# Source text
- IATA: RBR; ICAO: none;

Summary
- Airport type: Defunct
- Operator: Infraero (1979–1999)
- Serves: Rio Branco
- Opened: 1973
- Closed: 16 November 1999
- Coordinates: 09°59′31″S 067°48′17″W﻿ / ﻿9.99194°S 67.80472°W

Map
- Presidente Médici International Airport Location in Brazil

Runways
| Direction | Length |  | Surface |
| ft | m |
|  | 8,530 | 2,600 | Asphalt (closed) |
- Demolished, no longer operational.

= Presidente Médici International Airport =

Former airport that served Rio Branco, Brazil (1973–1999)

Presidente Médici International Airport was an airport that served Rio Branco, Brazil from 1973 until 1999. The facility was closed one day before the opening of Plácido de Castro International Airport.

==History==
Pres. Médici International Airport was the first airport of Rio Branco, Brazil. Because of its proximity to the urban center and a legal dispute concerning ownership of the land where it was located, the airport was closed on November 16, 1999, when Plácido de Castro International Airport was opened at another location.

Today the former runway is now used as Amadeu Barbosa Avenue and at one of its end is located the main football stadium of Rio Branco, called Arena da Floresta. The former passenger terminal and control tower were demolished in 2021, after being for many years derelict.

The following airlines once served the airport: Cruzeiro do Sul, Varig, VASP

==Accidents and incidents==
- September 28, 1971: a Cruzeiro do Sul Douglas DC-3 A-414A registration PP-CBV crashed after take-off from Sena Madureira bound to Rio Branco. The aircraft suffered an engine failure at climb-out. The pilot tried to return to the airport but because the turn was done at very low altitude, the right wing struck trees causing the aircraft to crash. All 32 passengers and crew died.

==Access==
The airport was located 2 km south of downtown Rio Branco.

# Natural-language object grounding data

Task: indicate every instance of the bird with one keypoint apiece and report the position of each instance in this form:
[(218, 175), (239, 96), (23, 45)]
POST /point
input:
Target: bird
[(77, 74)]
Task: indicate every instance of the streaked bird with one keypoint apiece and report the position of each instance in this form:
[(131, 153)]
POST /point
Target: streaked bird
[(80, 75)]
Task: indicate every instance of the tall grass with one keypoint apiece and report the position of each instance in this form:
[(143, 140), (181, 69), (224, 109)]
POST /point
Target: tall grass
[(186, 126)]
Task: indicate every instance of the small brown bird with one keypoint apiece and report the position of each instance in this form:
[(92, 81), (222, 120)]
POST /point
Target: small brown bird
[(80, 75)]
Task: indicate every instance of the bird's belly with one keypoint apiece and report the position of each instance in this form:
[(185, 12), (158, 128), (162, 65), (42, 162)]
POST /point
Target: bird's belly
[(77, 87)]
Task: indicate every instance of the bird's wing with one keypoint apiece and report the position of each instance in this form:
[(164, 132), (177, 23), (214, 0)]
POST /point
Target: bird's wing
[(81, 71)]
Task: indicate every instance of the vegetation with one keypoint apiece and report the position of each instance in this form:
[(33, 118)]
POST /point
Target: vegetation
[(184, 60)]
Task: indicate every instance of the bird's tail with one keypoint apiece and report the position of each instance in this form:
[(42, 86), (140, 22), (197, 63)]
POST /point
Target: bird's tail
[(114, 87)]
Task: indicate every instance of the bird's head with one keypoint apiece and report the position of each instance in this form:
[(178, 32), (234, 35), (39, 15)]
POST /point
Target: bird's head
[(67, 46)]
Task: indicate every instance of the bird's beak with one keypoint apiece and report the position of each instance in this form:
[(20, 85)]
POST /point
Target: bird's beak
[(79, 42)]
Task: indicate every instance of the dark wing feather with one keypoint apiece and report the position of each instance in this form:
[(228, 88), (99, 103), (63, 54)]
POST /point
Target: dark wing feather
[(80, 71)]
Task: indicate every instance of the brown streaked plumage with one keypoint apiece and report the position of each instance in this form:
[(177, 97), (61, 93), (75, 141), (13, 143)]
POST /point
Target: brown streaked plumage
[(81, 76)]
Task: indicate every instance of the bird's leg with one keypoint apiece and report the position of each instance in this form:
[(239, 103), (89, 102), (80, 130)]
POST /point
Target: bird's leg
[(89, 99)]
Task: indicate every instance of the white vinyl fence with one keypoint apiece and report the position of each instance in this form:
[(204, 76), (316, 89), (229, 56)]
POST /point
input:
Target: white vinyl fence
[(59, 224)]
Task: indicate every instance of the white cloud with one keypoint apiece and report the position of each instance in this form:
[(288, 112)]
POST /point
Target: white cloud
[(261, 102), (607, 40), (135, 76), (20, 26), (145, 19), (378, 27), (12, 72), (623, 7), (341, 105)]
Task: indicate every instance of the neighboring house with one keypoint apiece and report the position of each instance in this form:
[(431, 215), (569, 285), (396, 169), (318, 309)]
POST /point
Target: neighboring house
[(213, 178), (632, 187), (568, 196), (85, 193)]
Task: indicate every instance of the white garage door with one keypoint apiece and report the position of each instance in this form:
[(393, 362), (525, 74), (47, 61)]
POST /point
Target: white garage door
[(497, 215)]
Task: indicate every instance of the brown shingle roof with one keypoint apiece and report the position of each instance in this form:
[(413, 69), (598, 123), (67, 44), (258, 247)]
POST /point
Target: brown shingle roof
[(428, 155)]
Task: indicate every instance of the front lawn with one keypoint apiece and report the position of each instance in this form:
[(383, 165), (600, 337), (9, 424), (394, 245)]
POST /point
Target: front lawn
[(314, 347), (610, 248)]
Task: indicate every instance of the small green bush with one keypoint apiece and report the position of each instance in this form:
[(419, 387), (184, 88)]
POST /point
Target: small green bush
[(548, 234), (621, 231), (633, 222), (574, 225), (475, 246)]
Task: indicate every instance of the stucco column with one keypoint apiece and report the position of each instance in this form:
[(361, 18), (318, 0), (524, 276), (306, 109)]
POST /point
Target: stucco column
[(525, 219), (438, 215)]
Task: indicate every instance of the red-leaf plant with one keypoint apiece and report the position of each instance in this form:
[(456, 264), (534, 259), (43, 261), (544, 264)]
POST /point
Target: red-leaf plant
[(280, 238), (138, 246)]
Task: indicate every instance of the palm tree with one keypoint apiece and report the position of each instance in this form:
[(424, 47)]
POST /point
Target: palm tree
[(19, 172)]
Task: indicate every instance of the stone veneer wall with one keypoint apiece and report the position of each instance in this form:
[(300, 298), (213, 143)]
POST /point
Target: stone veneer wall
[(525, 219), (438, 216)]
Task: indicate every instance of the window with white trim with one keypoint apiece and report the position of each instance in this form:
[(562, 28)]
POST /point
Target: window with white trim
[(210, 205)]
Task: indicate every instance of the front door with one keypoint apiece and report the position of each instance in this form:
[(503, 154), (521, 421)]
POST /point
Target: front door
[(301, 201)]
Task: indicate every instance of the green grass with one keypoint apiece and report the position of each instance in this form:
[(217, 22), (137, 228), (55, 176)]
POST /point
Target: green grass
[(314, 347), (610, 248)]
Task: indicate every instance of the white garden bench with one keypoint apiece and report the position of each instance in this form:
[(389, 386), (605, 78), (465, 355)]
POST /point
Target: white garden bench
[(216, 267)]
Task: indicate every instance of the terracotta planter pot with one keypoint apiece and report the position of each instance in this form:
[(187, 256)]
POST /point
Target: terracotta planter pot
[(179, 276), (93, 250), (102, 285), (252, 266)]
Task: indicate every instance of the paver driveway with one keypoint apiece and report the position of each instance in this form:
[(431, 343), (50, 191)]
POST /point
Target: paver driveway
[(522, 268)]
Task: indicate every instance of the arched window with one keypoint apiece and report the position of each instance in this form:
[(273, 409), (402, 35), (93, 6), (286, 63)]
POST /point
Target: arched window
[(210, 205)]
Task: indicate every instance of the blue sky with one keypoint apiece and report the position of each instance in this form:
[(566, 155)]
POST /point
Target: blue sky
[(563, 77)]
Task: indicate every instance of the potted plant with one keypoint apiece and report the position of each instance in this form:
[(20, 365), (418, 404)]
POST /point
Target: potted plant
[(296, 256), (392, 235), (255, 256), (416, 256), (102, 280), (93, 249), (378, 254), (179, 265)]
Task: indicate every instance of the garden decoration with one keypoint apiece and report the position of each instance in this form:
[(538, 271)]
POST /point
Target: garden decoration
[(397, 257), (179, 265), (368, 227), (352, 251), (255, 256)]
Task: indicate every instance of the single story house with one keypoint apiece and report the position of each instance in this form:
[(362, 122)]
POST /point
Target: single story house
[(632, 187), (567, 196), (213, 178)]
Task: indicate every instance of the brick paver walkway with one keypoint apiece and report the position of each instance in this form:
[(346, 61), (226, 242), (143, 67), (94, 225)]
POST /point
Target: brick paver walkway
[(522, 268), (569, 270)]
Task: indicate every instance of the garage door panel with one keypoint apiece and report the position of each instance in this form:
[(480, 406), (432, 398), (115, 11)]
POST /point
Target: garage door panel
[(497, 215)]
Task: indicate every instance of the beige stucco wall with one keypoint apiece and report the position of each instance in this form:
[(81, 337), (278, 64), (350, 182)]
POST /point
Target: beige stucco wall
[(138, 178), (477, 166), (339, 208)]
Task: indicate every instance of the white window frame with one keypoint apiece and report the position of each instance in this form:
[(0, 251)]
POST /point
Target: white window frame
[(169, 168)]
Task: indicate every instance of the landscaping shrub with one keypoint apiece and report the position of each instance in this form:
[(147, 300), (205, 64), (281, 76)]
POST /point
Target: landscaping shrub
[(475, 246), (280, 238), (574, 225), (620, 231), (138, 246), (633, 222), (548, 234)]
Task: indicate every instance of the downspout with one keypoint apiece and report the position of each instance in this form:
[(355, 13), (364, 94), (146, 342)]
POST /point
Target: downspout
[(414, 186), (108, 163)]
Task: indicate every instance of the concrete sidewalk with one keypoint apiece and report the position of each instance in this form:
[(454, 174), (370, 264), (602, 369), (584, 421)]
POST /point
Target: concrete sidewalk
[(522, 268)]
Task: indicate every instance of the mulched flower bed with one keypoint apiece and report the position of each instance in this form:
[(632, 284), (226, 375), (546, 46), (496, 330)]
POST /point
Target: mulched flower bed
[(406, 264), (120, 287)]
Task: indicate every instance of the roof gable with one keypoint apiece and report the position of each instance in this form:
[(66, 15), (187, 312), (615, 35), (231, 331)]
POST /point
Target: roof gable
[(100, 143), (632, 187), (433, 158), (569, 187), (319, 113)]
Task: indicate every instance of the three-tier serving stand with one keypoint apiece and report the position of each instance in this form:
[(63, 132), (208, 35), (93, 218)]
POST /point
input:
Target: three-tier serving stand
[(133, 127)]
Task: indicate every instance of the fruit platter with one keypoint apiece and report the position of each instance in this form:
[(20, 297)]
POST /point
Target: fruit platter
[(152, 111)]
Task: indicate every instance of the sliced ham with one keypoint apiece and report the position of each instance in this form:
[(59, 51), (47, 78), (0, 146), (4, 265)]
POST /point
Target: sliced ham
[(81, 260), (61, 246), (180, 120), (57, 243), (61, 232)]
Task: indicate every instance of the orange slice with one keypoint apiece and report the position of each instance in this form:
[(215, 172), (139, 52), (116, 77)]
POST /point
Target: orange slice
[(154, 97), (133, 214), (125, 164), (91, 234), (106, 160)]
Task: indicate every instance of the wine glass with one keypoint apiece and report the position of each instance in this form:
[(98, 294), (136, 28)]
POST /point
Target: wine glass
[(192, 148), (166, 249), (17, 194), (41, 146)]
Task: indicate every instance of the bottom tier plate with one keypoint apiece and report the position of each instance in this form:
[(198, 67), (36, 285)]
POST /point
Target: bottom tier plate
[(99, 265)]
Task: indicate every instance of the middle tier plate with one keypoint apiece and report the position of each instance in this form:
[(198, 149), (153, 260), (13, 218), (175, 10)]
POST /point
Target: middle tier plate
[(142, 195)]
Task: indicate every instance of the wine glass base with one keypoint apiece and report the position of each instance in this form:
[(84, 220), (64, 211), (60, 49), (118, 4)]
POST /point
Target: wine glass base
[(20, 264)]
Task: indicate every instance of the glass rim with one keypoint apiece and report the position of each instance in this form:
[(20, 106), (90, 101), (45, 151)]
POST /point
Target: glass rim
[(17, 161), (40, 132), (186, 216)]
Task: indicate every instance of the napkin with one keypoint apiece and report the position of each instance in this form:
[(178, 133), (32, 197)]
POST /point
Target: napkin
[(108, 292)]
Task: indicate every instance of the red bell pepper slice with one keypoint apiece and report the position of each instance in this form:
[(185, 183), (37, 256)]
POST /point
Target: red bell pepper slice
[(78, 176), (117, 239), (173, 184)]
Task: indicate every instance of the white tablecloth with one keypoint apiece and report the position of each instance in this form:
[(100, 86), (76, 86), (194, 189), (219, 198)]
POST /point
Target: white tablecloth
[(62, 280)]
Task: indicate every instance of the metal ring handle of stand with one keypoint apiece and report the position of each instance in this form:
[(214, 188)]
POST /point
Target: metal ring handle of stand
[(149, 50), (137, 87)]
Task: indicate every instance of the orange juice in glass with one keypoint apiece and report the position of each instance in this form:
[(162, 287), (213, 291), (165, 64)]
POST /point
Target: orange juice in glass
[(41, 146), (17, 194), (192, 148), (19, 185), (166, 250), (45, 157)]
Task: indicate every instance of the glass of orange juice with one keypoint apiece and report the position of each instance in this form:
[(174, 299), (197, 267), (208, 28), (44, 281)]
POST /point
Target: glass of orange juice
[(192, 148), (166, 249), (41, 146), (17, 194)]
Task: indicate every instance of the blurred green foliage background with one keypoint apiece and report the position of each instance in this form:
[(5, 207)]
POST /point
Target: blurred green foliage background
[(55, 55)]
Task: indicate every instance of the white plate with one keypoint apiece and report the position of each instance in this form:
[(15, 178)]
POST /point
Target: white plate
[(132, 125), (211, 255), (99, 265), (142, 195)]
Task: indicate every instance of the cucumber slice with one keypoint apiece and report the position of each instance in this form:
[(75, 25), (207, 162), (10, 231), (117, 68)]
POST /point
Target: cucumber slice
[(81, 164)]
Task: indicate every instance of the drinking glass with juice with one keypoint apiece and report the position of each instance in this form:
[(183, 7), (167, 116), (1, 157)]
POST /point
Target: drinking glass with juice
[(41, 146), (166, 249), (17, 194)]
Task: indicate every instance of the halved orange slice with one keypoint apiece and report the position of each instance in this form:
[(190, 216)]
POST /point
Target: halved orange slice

# Your objective
According to the airport article above, what does the former runway serve as today?

# Your response
Amadeu Barbosa Avenue.